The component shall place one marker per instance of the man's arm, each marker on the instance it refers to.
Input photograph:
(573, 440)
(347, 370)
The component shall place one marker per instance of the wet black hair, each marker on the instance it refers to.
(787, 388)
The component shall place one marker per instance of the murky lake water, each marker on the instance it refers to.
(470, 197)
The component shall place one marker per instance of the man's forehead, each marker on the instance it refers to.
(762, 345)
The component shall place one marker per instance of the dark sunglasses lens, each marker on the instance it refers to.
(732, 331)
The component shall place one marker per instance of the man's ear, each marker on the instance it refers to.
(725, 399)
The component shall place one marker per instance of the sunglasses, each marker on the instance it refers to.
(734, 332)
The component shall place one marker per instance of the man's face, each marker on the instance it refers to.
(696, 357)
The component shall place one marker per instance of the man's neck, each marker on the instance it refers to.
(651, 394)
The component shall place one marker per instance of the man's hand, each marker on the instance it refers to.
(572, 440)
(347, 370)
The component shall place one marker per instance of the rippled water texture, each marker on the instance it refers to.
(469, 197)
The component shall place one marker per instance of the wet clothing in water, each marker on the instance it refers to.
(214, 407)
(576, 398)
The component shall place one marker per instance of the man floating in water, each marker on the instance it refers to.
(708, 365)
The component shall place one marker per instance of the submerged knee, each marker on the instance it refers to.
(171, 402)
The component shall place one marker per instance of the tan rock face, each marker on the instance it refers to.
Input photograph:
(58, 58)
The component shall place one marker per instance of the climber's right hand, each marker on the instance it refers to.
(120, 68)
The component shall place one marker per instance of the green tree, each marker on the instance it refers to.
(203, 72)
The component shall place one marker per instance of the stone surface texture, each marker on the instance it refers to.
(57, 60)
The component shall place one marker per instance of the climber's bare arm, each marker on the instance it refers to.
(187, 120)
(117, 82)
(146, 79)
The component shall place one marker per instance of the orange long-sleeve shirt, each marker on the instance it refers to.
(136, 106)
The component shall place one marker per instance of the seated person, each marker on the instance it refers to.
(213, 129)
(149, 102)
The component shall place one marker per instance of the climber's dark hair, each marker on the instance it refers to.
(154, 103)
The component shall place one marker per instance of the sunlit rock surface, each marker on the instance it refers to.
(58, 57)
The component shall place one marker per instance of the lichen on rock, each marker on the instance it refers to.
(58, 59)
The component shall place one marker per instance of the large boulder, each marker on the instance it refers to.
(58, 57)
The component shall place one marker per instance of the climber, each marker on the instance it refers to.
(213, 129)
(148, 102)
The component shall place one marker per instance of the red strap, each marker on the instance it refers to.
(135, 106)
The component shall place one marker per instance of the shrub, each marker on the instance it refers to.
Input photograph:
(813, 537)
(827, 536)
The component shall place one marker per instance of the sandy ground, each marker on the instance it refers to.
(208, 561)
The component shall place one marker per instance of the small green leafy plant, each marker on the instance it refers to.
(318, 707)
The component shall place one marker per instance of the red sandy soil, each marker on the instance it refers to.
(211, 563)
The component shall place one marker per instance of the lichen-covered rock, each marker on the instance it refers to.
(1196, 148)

--------

Exercise prompt » Repeat the data exactly as it was given above.

Output of the task »
The component shall place one marker per instance of the man's arm, each marker on the instance it refers to.
Input photograph:
(573, 440)
(347, 370)
The component shall place one marker per instance of the wet black hair, each marker on the instance it refers to.
(787, 388)
The component shall place one marker per instance of the murky lake water, each marker on the instance it refers to.
(470, 197)
The component shall place one marker per instance of the man's forehead, each marker on the instance it refers to.
(762, 345)
The component shall place one marker per instance of the dark sunglasses lens, each marker on the instance it refers to.
(732, 331)
The component shall place one marker per instance of the man's ear, each marker on the instance it refers to.
(725, 399)
The component shall place one marker per instance of the sunglasses, each marker on the instance it refers to.
(734, 332)
The component shall place one marker per instance of the man's face, each marker on the instance it refers to.
(696, 357)
The component shall place one marker per instance of the man's neck, each marker on the instance it refers to.
(651, 394)
The component shall place one marker per instance of the man's hand, each marker on the instance it refers to.
(572, 440)
(347, 370)
The component shall place one marker per instance of the rippled water texture, each marker on the instance it refers to.
(469, 197)
The component shall place one marker per instance of the wet clothing in water, each marker on the instance it refers to.
(214, 407)
(576, 398)
The component shall place one marker per instance of the man floating in water, each marker on the instance it refers to.
(708, 365)
The component shall place one marker per instance of the submerged knee, each marker on the instance it refers to.
(171, 402)
The component shall place one marker per instance of the tan rock face, each marker on the instance it refers to.
Input photograph:
(58, 58)
The component shall place one marker per instance of the climber's right hand, each marker on the instance it refers to.
(120, 68)
The component shall place one marker per instance of the green tree, each marker on the instance it refers to.
(203, 72)
The component shall place one marker per instance of the stone surface texture, each marker on the instance it refers to.
(57, 60)
The component shall place one marker per instance of the climber's bare arm, each marker on the instance it refers to.
(187, 120)
(117, 82)
(146, 79)
The component shall place one marker per instance of the orange long-sleeve shirt, each marker on the instance it refers to.
(136, 106)
The component shall place one marker per instance of the seated person, each marker on the instance it refers to.
(213, 129)
(149, 102)
The component shall place one marker per instance of the climber's dark hair, each marker on the instance it refers to.
(154, 103)
The component shall place one marker per instance of the sunlit rock surface, each marker on the instance it refers to.
(58, 57)
The component shall place one marker per instance of the lichen on rock, each marker on the instance it refers to.
(58, 59)
The component shall place one marker per instance of the large boulder, each marker on the instance it refers to.
(58, 57)
The component shall place one marker per instance of the climber, each marker on the instance it refers to.
(213, 129)
(148, 102)
The component shall place one marker per instance of the red strap, each marker on the instance it refers to.
(135, 106)
The component shall place one marker per instance of the shrub, each marker on the instance it refers to.
Input photograph:
(813, 537)
(827, 536)
The component shall place one marker per instance of the sandy ground, each marker on the instance it refers to.
(208, 561)
The component shall place one marker per instance of the small green leafy plant, each marker on the instance it refers to.
(318, 707)
The component shall place one marker per instance of the red sandy soil, each marker on the instance it refers to.
(211, 563)
The component shall place one marker per instance of the lichen-covered rock, each marker on the instance it refers to.
(1196, 148)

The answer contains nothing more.